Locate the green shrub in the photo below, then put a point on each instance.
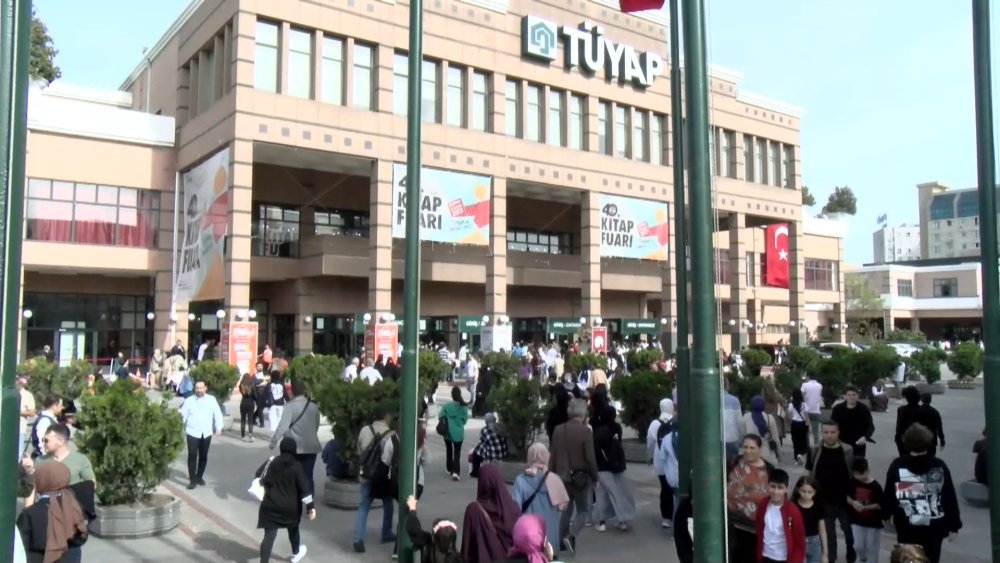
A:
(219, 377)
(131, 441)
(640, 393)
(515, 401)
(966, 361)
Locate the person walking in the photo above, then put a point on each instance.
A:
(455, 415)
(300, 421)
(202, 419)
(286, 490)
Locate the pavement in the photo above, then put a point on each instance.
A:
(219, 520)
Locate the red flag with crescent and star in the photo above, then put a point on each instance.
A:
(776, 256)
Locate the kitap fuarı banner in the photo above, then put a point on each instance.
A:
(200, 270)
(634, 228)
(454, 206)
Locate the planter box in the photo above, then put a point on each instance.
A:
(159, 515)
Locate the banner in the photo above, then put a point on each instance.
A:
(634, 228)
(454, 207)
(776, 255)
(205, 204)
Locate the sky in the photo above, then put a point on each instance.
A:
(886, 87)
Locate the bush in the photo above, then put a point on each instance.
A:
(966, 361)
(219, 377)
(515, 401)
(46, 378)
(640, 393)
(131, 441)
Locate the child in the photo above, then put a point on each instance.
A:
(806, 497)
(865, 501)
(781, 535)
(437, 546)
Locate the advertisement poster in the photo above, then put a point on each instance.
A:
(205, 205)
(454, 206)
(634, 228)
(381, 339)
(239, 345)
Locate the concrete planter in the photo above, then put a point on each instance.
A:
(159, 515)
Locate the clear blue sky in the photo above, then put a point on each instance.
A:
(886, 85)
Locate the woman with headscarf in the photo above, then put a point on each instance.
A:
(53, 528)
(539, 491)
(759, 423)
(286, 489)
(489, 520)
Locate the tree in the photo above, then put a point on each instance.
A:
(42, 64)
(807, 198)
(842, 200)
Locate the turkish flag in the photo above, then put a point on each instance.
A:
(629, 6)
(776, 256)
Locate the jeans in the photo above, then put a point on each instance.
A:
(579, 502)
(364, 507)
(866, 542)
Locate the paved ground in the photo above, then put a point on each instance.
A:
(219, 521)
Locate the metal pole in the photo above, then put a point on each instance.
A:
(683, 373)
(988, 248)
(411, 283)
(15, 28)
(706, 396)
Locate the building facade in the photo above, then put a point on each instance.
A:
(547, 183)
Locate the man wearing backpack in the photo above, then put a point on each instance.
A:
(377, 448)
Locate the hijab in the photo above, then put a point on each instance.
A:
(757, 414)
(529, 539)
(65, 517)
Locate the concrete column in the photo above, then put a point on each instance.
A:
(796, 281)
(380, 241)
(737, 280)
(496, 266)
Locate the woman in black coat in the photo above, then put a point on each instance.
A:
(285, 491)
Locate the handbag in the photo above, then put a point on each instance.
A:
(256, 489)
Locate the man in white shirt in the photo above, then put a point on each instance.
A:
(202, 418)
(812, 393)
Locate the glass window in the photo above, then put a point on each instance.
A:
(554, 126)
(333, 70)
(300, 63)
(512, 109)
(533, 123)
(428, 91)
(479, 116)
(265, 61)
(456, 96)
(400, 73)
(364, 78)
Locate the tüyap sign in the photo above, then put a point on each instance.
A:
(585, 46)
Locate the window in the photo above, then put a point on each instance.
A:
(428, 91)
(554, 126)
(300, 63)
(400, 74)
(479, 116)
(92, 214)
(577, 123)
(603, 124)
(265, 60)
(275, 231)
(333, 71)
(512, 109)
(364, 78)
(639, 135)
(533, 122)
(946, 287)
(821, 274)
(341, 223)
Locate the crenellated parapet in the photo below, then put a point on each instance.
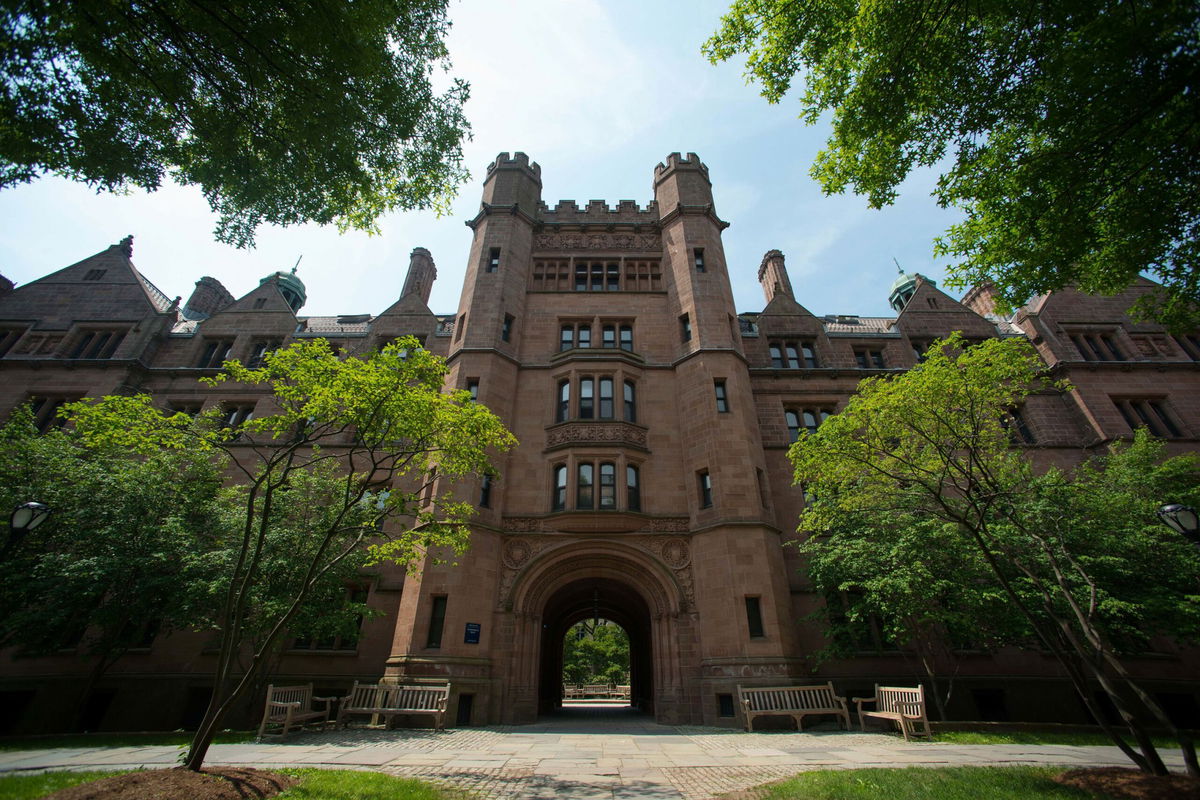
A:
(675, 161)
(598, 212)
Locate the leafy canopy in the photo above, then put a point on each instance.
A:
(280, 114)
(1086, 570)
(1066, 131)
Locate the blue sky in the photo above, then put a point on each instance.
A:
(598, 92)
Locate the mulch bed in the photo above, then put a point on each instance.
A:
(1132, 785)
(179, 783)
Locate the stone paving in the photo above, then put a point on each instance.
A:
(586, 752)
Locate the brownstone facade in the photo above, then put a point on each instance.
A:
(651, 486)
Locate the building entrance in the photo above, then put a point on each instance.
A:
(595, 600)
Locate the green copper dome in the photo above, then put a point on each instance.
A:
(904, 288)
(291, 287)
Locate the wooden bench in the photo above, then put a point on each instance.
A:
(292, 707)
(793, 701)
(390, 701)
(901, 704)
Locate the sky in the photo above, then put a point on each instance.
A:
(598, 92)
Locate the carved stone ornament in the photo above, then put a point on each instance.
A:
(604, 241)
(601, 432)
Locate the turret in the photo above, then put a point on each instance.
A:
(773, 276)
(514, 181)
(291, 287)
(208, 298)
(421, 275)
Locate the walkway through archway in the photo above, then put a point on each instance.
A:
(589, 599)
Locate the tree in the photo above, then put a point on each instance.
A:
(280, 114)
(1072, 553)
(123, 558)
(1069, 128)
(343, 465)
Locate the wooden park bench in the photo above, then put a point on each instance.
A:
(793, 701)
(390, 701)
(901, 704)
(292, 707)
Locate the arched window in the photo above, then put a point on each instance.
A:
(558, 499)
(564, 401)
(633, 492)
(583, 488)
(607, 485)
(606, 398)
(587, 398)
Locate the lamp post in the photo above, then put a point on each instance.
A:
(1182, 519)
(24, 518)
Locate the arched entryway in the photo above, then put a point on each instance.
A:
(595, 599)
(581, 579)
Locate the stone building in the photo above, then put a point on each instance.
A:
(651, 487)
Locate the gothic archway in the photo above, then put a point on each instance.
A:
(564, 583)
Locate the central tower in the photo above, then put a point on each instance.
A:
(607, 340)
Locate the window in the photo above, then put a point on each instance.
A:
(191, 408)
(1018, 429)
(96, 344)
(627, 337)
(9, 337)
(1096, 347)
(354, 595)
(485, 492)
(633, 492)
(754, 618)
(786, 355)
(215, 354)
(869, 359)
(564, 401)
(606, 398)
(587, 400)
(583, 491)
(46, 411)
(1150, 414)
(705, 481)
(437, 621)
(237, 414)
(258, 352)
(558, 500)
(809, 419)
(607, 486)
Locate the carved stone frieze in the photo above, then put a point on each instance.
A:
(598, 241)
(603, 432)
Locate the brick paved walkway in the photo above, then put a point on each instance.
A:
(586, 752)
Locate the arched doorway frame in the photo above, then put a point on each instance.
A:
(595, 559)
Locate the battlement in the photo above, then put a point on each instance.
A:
__________________________________________________
WHAT TO WORK ON:
All the records need to be printed again exactly as written, though without their pictures.

ANSWER SECTION:
Locate the green shrub in the photo below, then put a point on each instance.
A:
(219, 377)
(131, 441)
(640, 393)
(515, 401)
(966, 361)
Locate the person walking in the photo above, then put a point on each instance.
A:
(455, 415)
(300, 421)
(202, 419)
(286, 490)
Locate the pavement in the photo above, then put a point on each instance.
A:
(219, 520)
Locate the red flag with crescent and star in the photo above, then put a point on each instance.
A:
(776, 256)
Locate the kitap fuarı banner in the photo above, then put a point on each instance.
A:
(200, 270)
(634, 228)
(454, 206)
Locate the planter box in the photo above, then put a point on each instance.
A:
(159, 515)
Locate the banner in the photo above, then put a point on each instance.
A:
(634, 228)
(454, 207)
(776, 255)
(205, 204)
Locate the sky in the photo above, then put a point on each instance.
A:
(886, 87)
Locate the bush in the photo above, then put a point on each instance.
A:
(966, 361)
(219, 377)
(515, 401)
(46, 378)
(640, 393)
(131, 441)
Locate the child in the photo above, then put a point on each instance.
A:
(806, 497)
(865, 501)
(781, 535)
(437, 546)
Locate the advertisement poster in the photo above, then put a point on each instance.
A:
(205, 205)
(454, 206)
(634, 228)
(381, 339)
(239, 345)
Locate the concrete planter in the photo above, then put a point on each instance.
A:
(159, 515)
Locate the clear blue sky in the photo above, then put a point on each instance.
A:
(886, 85)
Locate the woman with headscarf in the photo above, then put a point on each instance.
A:
(53, 528)
(539, 491)
(759, 423)
(286, 489)
(489, 520)
Locate the tree in the photo above, then put a point on each instance.
A:
(42, 64)
(807, 198)
(842, 200)
Locate the turkish flag in the photo above, then put a point on each instance.
A:
(629, 6)
(776, 256)
Locate the jeans in the photo above, then put a point on each instance.
A:
(579, 502)
(364, 507)
(866, 542)
Locate the paved ground in the photo above, then put a point on each instance.
A:
(219, 521)
Locate the metal pole in the photo above, then put a point on each instance.
A:
(683, 373)
(988, 248)
(411, 283)
(15, 28)
(706, 396)
Locate the building facade in the photo above, then put a point on each instance.
A:
(547, 183)
Locate the man wearing backpack in the photo above, then put a point on each instance.
A:
(377, 448)
Locate the hijab in the photo above, then put a point on each instance.
A:
(757, 414)
(529, 539)
(65, 517)
Locate the concrete column in the photo above, then put a point on each instance.
A:
(796, 281)
(380, 241)
(737, 280)
(496, 266)
Locate the woman in black coat in the photo above, then put a point on each instance.
A:
(285, 491)
Locate the handbag in the photo above, then put a point on each instance.
A:
(256, 489)
Locate the man in white shirt in the photo above, then put a point on each instance.
A:
(202, 418)
(812, 393)
Locate the glass window in the photo above, then put a point on each instance.
A:
(554, 126)
(333, 70)
(300, 63)
(512, 109)
(533, 123)
(428, 91)
(479, 116)
(265, 61)
(456, 96)
(400, 73)
(364, 78)
Locate the tüyap sign in the photo above, then put a point on each instance.
A:
(585, 46)
Locate the window in the photo above, then put a point on each instance.
A:
(428, 91)
(554, 126)
(300, 63)
(400, 74)
(479, 116)
(92, 214)
(577, 123)
(603, 124)
(265, 60)
(275, 231)
(333, 71)
(512, 109)
(364, 78)
(639, 135)
(533, 122)
(946, 287)
(821, 274)
(341, 223)
Locate the crenellated parapet in the photo below, then put a point on each instance.
A:
(675, 161)
(598, 212)
Locate the leafy canopy in the photo above, then put a point on each instance.
A:
(280, 114)
(1086, 570)
(1066, 131)
Locate the blue sky in the photo above, then put a point on each instance.
A:
(598, 92)
Locate the mulch bed in the photo above, then put a point on each instance.
A:
(1132, 785)
(179, 783)
Locate the stone paving in the photo above, then put a point on each instance.
A:
(586, 752)
Locate the brownstone facade in the photo above, then put a point on each instance.
A:
(651, 486)
Locate the building entrance in the photo above, then put a point on each instance.
A:
(595, 600)
Locate the green copper dome in the photo above, then put a point on each instance.
A:
(904, 288)
(291, 287)
Locate the wooden bench in the photo above, then put a point on each instance.
A:
(292, 707)
(793, 701)
(390, 701)
(901, 704)
Locate the sky in the photo above, then put a point on each instance.
A:
(598, 92)
Locate the carved stone ornament in the photo above, then put a point on each instance.
A:
(604, 241)
(601, 432)
Locate the turret in the photo above, then put a point on each instance.
A:
(773, 276)
(514, 181)
(291, 287)
(208, 298)
(421, 275)
Locate the walkway through archway in the photo above, then put a point on each instance.
A:
(589, 599)
Locate the tree in the photo above, then put a point on each instance.
A:
(280, 114)
(1072, 553)
(123, 558)
(1069, 128)
(343, 465)
Locate the wooden park bench in the photo above, then put a point on each instance.
A:
(793, 701)
(390, 701)
(901, 704)
(292, 707)
Locate the arched window in the photo above, then put a point on each instance.
A:
(558, 499)
(564, 401)
(633, 492)
(583, 488)
(607, 485)
(606, 398)
(587, 398)
Locate the lamp post in the photo above, then put a point on each instance.
A:
(1182, 519)
(24, 518)
Locate the arched entryway in the photo above, then put a point on each instance.
A:
(595, 599)
(581, 579)
Locate the stone building in the photo above, then put a point on each instance.
A:
(651, 487)
Locate the gothic archway in the photo above, then put a point on each instance.
A:
(564, 583)
Locate the central tower in the photo above, then put a point on each instance.
A:
(607, 340)
Locate the window in the photo above, then put a point on each instance.
A:
(191, 408)
(1018, 429)
(96, 344)
(627, 337)
(9, 337)
(1096, 347)
(354, 595)
(485, 492)
(633, 492)
(754, 618)
(786, 355)
(215, 354)
(869, 359)
(564, 401)
(606, 398)
(587, 400)
(583, 491)
(46, 411)
(1150, 414)
(705, 481)
(437, 621)
(237, 414)
(258, 352)
(558, 500)
(809, 419)
(607, 486)
Locate the carved stone frieze in the photo above, then put a point on each instance.
A:
(598, 241)
(603, 432)
Locate the brick paved walkway in the photo above, then put a point on each instance.
A:
(586, 752)
Locate the arched doorway frame in the photo above, then put a point on each instance.
A:
(595, 559)
Locate the battlement in the photo above, then put a point on each instance.
A:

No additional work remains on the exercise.